** START OF Supplied information **

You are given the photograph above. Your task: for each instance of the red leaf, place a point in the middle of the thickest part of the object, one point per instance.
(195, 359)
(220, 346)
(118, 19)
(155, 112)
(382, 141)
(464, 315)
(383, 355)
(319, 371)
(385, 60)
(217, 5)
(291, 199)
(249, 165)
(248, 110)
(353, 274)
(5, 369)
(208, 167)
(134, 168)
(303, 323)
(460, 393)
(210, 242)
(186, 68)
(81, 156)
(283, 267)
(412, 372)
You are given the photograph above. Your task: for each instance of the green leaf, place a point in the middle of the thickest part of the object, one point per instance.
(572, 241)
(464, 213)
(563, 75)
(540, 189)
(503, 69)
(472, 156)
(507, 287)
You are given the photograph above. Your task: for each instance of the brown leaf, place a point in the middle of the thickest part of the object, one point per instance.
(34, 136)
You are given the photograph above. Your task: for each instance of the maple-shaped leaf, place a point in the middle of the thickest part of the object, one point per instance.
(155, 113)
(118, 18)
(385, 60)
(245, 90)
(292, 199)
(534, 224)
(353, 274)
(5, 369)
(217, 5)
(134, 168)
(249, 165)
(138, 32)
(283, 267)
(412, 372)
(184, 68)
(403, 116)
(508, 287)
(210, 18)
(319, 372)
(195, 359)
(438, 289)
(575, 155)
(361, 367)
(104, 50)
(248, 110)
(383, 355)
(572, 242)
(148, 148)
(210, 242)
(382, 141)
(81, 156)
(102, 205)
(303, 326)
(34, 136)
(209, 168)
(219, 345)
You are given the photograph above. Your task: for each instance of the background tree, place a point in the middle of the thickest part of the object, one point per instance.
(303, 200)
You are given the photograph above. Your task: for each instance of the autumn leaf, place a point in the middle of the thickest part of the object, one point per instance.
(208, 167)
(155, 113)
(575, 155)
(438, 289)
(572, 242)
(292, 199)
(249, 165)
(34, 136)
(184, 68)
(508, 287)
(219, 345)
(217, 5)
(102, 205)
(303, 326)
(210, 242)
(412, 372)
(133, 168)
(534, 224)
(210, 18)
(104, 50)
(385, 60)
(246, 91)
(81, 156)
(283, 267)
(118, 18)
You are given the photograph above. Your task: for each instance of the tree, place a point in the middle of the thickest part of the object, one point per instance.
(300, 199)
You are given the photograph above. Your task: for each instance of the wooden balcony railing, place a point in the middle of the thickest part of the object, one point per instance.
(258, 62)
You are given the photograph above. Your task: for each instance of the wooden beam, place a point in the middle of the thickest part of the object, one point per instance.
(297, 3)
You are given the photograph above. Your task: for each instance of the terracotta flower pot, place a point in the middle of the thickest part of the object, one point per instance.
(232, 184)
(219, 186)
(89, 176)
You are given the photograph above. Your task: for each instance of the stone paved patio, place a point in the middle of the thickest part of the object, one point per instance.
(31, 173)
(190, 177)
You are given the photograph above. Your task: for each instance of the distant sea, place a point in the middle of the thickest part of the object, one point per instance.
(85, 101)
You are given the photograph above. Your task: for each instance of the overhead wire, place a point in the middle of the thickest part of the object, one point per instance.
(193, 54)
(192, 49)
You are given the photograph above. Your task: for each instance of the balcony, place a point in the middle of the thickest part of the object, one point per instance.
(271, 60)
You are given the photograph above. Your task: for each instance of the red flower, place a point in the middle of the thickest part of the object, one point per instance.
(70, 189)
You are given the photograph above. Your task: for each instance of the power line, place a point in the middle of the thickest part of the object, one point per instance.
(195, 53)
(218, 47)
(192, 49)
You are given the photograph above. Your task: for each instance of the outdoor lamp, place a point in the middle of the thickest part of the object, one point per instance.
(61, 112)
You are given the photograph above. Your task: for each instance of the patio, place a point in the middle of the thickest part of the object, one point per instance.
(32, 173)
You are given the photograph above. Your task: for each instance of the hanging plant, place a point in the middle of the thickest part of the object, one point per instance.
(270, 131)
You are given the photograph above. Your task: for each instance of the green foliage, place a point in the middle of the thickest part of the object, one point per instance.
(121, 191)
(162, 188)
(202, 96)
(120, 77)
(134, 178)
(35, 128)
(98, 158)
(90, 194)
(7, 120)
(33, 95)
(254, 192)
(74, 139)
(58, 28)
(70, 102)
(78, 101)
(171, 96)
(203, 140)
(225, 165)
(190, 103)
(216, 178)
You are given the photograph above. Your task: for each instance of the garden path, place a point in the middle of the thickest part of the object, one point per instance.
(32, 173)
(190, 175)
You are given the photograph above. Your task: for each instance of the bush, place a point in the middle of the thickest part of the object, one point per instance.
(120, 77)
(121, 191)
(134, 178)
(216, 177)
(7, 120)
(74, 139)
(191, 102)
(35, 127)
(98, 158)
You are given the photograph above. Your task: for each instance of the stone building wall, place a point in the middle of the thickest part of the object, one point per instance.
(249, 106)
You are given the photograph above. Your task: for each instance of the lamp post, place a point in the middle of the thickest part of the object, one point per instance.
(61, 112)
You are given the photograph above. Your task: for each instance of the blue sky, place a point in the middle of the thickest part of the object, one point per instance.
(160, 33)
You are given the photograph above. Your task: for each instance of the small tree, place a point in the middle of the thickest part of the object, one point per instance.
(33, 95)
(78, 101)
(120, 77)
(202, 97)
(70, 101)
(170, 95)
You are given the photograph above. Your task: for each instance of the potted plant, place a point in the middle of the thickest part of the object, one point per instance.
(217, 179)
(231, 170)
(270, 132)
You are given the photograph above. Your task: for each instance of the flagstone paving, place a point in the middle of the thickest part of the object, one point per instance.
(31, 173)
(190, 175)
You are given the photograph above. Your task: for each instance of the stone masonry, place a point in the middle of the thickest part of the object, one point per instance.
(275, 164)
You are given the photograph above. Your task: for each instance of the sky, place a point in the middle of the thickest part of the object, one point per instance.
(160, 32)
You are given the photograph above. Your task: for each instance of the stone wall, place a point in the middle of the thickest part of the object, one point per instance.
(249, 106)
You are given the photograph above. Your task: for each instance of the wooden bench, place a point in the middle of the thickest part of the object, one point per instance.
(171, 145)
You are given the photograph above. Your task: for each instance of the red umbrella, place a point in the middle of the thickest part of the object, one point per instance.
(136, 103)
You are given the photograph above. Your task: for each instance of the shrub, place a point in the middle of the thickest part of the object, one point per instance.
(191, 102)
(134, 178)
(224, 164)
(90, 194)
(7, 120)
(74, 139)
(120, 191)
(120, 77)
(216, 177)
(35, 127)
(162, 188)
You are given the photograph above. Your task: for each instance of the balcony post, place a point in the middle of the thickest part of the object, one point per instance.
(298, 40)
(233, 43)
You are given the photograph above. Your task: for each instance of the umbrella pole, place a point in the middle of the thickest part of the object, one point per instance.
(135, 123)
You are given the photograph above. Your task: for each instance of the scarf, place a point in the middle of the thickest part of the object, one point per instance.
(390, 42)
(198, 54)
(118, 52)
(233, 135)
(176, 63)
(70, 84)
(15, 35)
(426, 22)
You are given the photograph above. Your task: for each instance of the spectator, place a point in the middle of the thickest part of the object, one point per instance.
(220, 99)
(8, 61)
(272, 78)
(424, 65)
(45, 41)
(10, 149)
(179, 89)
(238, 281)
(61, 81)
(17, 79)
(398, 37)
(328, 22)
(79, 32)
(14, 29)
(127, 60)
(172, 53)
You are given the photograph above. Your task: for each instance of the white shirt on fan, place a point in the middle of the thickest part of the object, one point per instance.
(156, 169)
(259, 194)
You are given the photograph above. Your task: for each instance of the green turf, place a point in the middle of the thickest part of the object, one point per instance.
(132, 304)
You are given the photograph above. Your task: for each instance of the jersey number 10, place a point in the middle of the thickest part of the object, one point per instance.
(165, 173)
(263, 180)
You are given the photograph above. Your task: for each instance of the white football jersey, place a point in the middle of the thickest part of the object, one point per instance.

** END OF Supplied information **

**Task instructions:**
Go through the records and print each one exactly.

**The solution:**
You are given the photograph above. Your task: for each instance of the red leaf, place a point in the middle of the thickest part of the object, one point per instance.
(195, 359)
(220, 346)
(118, 19)
(155, 112)
(382, 141)
(464, 315)
(383, 355)
(319, 371)
(385, 60)
(217, 5)
(291, 199)
(249, 165)
(248, 110)
(353, 274)
(5, 369)
(208, 167)
(134, 168)
(303, 323)
(460, 393)
(210, 242)
(186, 68)
(81, 156)
(283, 267)
(412, 372)
You are given the photograph above. Your task: for each instance of the green leaf, place a point in the middle of the thickest part of the object, one point per instance.
(572, 241)
(464, 213)
(563, 75)
(540, 189)
(503, 69)
(472, 156)
(507, 287)
You are given the photograph above. Your task: for each instance of the brown leaf, place a point in the middle of the thickest part of the object, one point per instance.
(34, 136)
You are given the photograph above. Your task: for each instance of the maple-shaped leaf, place a point in the middle of the thickest part of the object, one point per instance.
(155, 113)
(118, 18)
(385, 60)
(245, 90)
(292, 199)
(534, 224)
(353, 274)
(5, 369)
(217, 5)
(134, 168)
(249, 165)
(138, 32)
(283, 267)
(412, 372)
(184, 68)
(403, 116)
(508, 287)
(210, 18)
(319, 372)
(195, 359)
(438, 289)
(575, 155)
(361, 367)
(104, 50)
(248, 110)
(383, 355)
(572, 242)
(148, 148)
(210, 242)
(382, 141)
(81, 156)
(102, 205)
(303, 326)
(34, 136)
(209, 168)
(219, 345)
You are given the photograph above. Your task: for each instance of the background tree, place a point in the middle of the thickest part of the object, one point per instance.
(303, 200)
You are given the photograph above. Your task: for each instance of the autumn leaf, place a point in the middle of the thickest part of the object, one point per instance.
(208, 167)
(155, 113)
(575, 155)
(438, 289)
(572, 242)
(292, 199)
(249, 165)
(34, 136)
(184, 68)
(508, 287)
(219, 345)
(217, 5)
(102, 205)
(303, 326)
(210, 242)
(412, 372)
(133, 168)
(534, 224)
(210, 18)
(104, 50)
(385, 60)
(246, 91)
(81, 156)
(283, 267)
(118, 18)
You are given the photograph above. Your task: for each instance of the tree, place a point in the middle of the thickest part of the object, one point per instance.
(300, 199)
You are given the photograph above. Your task: for each instance of the wooden balcony railing, place a point in the middle of the thickest part of the object, one point per instance.
(258, 62)
You are given the photograph above. Your task: for each instance of the wooden beam, place a point in the middle of the thickest part of the object, one point per instance.
(297, 3)
You are given the photograph above. Your task: for each instance of the terracotta flower pot, place a point in the middle of the thickest part of the object, one point per instance.
(232, 184)
(219, 186)
(89, 176)
You are given the photograph above. Your task: for each instance of the stone paved patio, place a point in the middle of the thickest part of the object, one point per instance.
(31, 173)
(190, 177)
You are given the photograph above. Your task: for each instance of the distant sea, place a point in the middle of the thickest part of the object, one point per instance.
(85, 101)
You are given the photograph above. Your task: for each instance of the overhead wire, place a point in the middle of the thickest part of the object, one point per instance.
(193, 54)
(192, 49)
You are given the photograph above. Your task: for each instance of the balcony, place a point in the middle of the thickest part of the object, one point per instance.
(271, 60)
You are given the photograph above. Your task: for each instance of the red flower, place a point in the middle of the thickest part of the object, one point per instance.
(70, 189)
You are given the photograph above. Your task: for each instance of the power line, place a point in the middle of the thickest part of the object, one point per instance.
(195, 53)
(218, 47)
(192, 49)
You are given the photograph above. Your task: for each instance of the outdoor lamp, place a point in the middle of the thickest part of the object, one point per instance.
(61, 112)
You are given the photograph above. Your task: for each instance of the patio, place a point in the middle of the thickest part of the object, one point per instance.
(32, 173)
You are given the photograph above. Your task: for each instance of the hanging plant, place a point in the middle of the thickest part of the object, one point per instance.
(270, 131)
You are given the photograph above. Your task: for each instance of the green foliage, place a point in the middle of the thickest part of the object, one point per instance.
(121, 191)
(162, 188)
(202, 96)
(120, 77)
(134, 178)
(35, 128)
(98, 158)
(90, 194)
(7, 120)
(33, 95)
(254, 192)
(74, 139)
(58, 28)
(70, 102)
(78, 101)
(171, 96)
(203, 140)
(225, 165)
(190, 103)
(216, 178)
You are given the photograph above. Your task: for each instance of the garden path, place a point in the middle of the thickest part of the object, one point per instance.
(32, 173)
(190, 175)
You are given the photograph above. Your task: for each instance of the bush, place a point in the middle of the thickest part of the object, one point per instance.
(120, 77)
(121, 191)
(134, 178)
(216, 177)
(7, 120)
(74, 139)
(191, 102)
(35, 127)
(98, 158)
You are given the photograph above. Your task: for each instance of the stone building wall, place a point in the middle of the thickest part of the object, one point per instance.
(249, 106)
You are given the photograph above. Your task: for each instance of the lamp post, place a point in the middle of the thickest part of the object, one point per instance.
(61, 112)
You are given the photograph above. Your task: for each instance of the blue sky, place a point in the middle of the thickest part of the object, one point per instance.
(160, 33)
You are given the photograph above. Your task: for each instance of the small tree, place a point in the middle of the thickest part of the object, one point per instance.
(33, 95)
(78, 101)
(120, 77)
(202, 97)
(70, 101)
(170, 95)
You are given the photograph above. Your task: for each instance of the potted plant, place a point in the middle of the thickest part of the object, one point per instance.
(217, 179)
(231, 170)
(270, 132)
You are given the photograph above. Your task: for each instance of the flagstone paving, place a point in the middle of the thickest part of the object, one point per instance.
(31, 173)
(190, 175)
You are given the photograph above. Your task: for each instance of the stone masonry, place a point in the middle of the thickest part of the object, one point per instance.
(275, 164)
You are given the photograph above. Your task: for each instance of the sky, place a point in the middle of the thickest part of the object, one point per instance.
(160, 32)
You are given the photograph above. Your task: for each instance of the stone wall, place a point in the middle of the thickest part of the object, one point per instance.
(249, 106)
You are given the photograph above. Your task: for each instance of the wooden bench, place a point in the middle of the thickest part of the object, one point per instance.
(171, 145)
You are given the photograph above. Your task: for each instance of the red umbrella, place a point in the middle of the thickest part of the object, one point per instance.
(136, 103)
You are given the photograph above. Your task: for each instance of the shrub, place a point in the middle of the thickest part of the object, one point per instance.
(191, 102)
(134, 178)
(224, 164)
(90, 194)
(7, 120)
(74, 139)
(120, 191)
(120, 77)
(216, 177)
(35, 127)
(162, 188)
You are given the photograph above. Your task: for each instance of the balcony post, place a point in the middle of the thickest part of the object, one point per instance.
(298, 40)
(233, 43)
You are given the photograph above. Your task: for each instance of the umbrella pole, place a point in the middle of the thickest part of the object, one point per instance.
(135, 123)
You are given the photograph above. Your task: for each instance of the scarf, place a point in the middle of the thickest part of the object, one point per instance.
(390, 42)
(198, 54)
(118, 52)
(233, 135)
(176, 63)
(70, 84)
(15, 35)
(426, 22)
You are given the photograph above. Your task: for each instance of the spectator, place a point in the middle of the thickest part of the object, one point per instance.
(220, 99)
(8, 61)
(272, 78)
(424, 65)
(45, 41)
(10, 149)
(179, 89)
(238, 281)
(61, 81)
(17, 79)
(398, 37)
(328, 22)
(79, 32)
(14, 29)
(127, 60)
(172, 53)
You are given the photograph above. Your task: for each instance of the white shirt on fan, place a point in the middle of the thickest part of the object, one point per instance.
(156, 169)
(259, 194)
You are given the photograph above. Your task: for each instance of the green turf, place a point in the middle of the thickest part of the object, one point per instance.
(132, 304)
You are given the photograph above. Your task: for each instance of the jersey number 10, place a point in the middle of the thickest part of the object, one point per instance.
(165, 173)
(263, 180)
You are given the photograph above. Your task: for each instance of the white football jersey, place a point in the middle of the thickest part of the object, one point per instance.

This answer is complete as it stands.